[What you should do] Reproduce every line of the listing below, from the line containing "Objective — a point for each instance of the spectator" through the end of the listing. Increase each pixel coordinate in the GeoJSON points by 22, and leave all other text unchanged.
Start of Entries provided
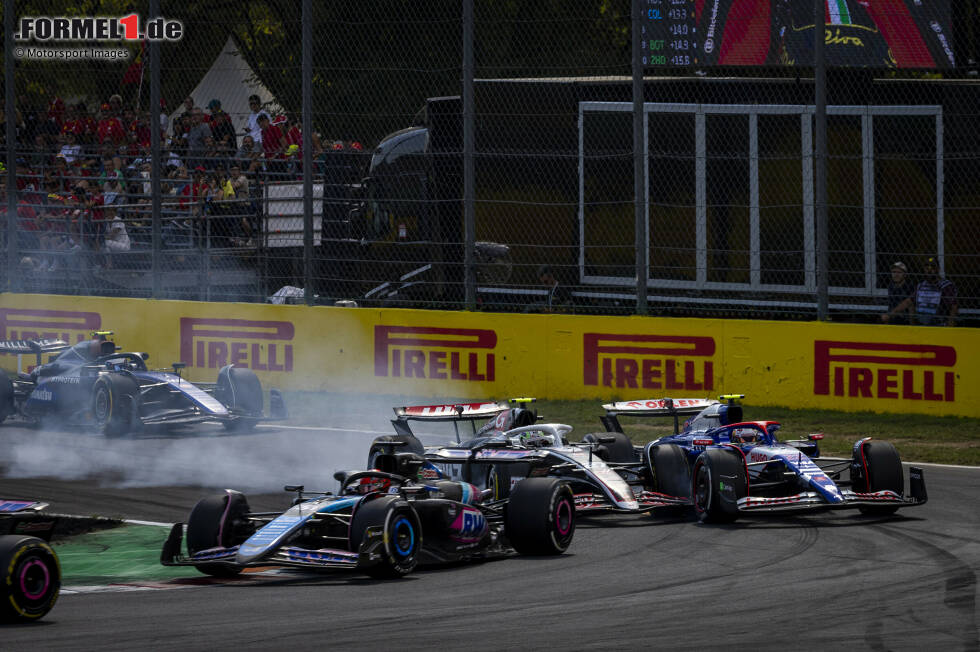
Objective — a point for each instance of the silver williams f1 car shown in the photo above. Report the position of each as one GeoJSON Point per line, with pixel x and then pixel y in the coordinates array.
{"type": "Point", "coordinates": [94, 384]}
{"type": "Point", "coordinates": [511, 446]}
{"type": "Point", "coordinates": [727, 467]}
{"type": "Point", "coordinates": [380, 523]}
{"type": "Point", "coordinates": [30, 575]}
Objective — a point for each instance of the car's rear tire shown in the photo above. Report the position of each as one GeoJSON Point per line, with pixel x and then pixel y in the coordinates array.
{"type": "Point", "coordinates": [719, 479]}
{"type": "Point", "coordinates": [378, 448]}
{"type": "Point", "coordinates": [402, 534]}
{"type": "Point", "coordinates": [30, 578]}
{"type": "Point", "coordinates": [879, 468]}
{"type": "Point", "coordinates": [218, 521]}
{"type": "Point", "coordinates": [619, 451]}
{"type": "Point", "coordinates": [240, 390]}
{"type": "Point", "coordinates": [669, 471]}
{"type": "Point", "coordinates": [115, 404]}
{"type": "Point", "coordinates": [6, 397]}
{"type": "Point", "coordinates": [540, 517]}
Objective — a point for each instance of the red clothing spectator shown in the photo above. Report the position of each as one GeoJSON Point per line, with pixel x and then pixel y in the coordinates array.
{"type": "Point", "coordinates": [194, 191]}
{"type": "Point", "coordinates": [110, 128]}
{"type": "Point", "coordinates": [273, 142]}
{"type": "Point", "coordinates": [56, 111]}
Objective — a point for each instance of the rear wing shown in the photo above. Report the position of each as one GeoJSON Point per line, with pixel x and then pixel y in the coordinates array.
{"type": "Point", "coordinates": [658, 407]}
{"type": "Point", "coordinates": [37, 347]}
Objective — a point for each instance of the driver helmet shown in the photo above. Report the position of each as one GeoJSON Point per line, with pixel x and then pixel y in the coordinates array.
{"type": "Point", "coordinates": [368, 485]}
{"type": "Point", "coordinates": [535, 439]}
{"type": "Point", "coordinates": [745, 435]}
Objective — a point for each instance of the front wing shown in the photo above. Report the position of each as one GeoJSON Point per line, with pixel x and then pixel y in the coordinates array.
{"type": "Point", "coordinates": [648, 500]}
{"type": "Point", "coordinates": [285, 556]}
{"type": "Point", "coordinates": [851, 499]}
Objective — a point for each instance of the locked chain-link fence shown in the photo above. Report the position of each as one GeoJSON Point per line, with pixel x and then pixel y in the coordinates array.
{"type": "Point", "coordinates": [547, 218]}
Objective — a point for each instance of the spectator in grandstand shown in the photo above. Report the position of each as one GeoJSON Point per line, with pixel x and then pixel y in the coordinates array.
{"type": "Point", "coordinates": [194, 192]}
{"type": "Point", "coordinates": [252, 126]}
{"type": "Point", "coordinates": [273, 142]}
{"type": "Point", "coordinates": [116, 237]}
{"type": "Point", "coordinates": [558, 298]}
{"type": "Point", "coordinates": [249, 155]}
{"type": "Point", "coordinates": [196, 138]}
{"type": "Point", "coordinates": [31, 118]}
{"type": "Point", "coordinates": [54, 117]}
{"type": "Point", "coordinates": [900, 289]}
{"type": "Point", "coordinates": [40, 155]}
{"type": "Point", "coordinates": [934, 299]}
{"type": "Point", "coordinates": [71, 150]}
{"type": "Point", "coordinates": [27, 180]}
{"type": "Point", "coordinates": [221, 128]}
{"type": "Point", "coordinates": [110, 129]}
{"type": "Point", "coordinates": [214, 158]}
{"type": "Point", "coordinates": [27, 222]}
End of Entries provided
[Exercise answer]
Objective — a point for each instance of the spectator in grandstand shown in the photo above. Report the position of each as one GeoJSON Point per line, with pixel x and then pixel y in the coordinates array.
{"type": "Point", "coordinates": [216, 214]}
{"type": "Point", "coordinates": [274, 148]}
{"type": "Point", "coordinates": [295, 164]}
{"type": "Point", "coordinates": [138, 259]}
{"type": "Point", "coordinates": [580, 320]}
{"type": "Point", "coordinates": [271, 177]}
{"type": "Point", "coordinates": [218, 160]}
{"type": "Point", "coordinates": [53, 140]}
{"type": "Point", "coordinates": [76, 139]}
{"type": "Point", "coordinates": [922, 311]}
{"type": "Point", "coordinates": [62, 177]}
{"type": "Point", "coordinates": [956, 321]}
{"type": "Point", "coordinates": [93, 172]}
{"type": "Point", "coordinates": [49, 202]}
{"type": "Point", "coordinates": [243, 150]}
{"type": "Point", "coordinates": [132, 151]}
{"type": "Point", "coordinates": [236, 180]}
{"type": "Point", "coordinates": [49, 244]}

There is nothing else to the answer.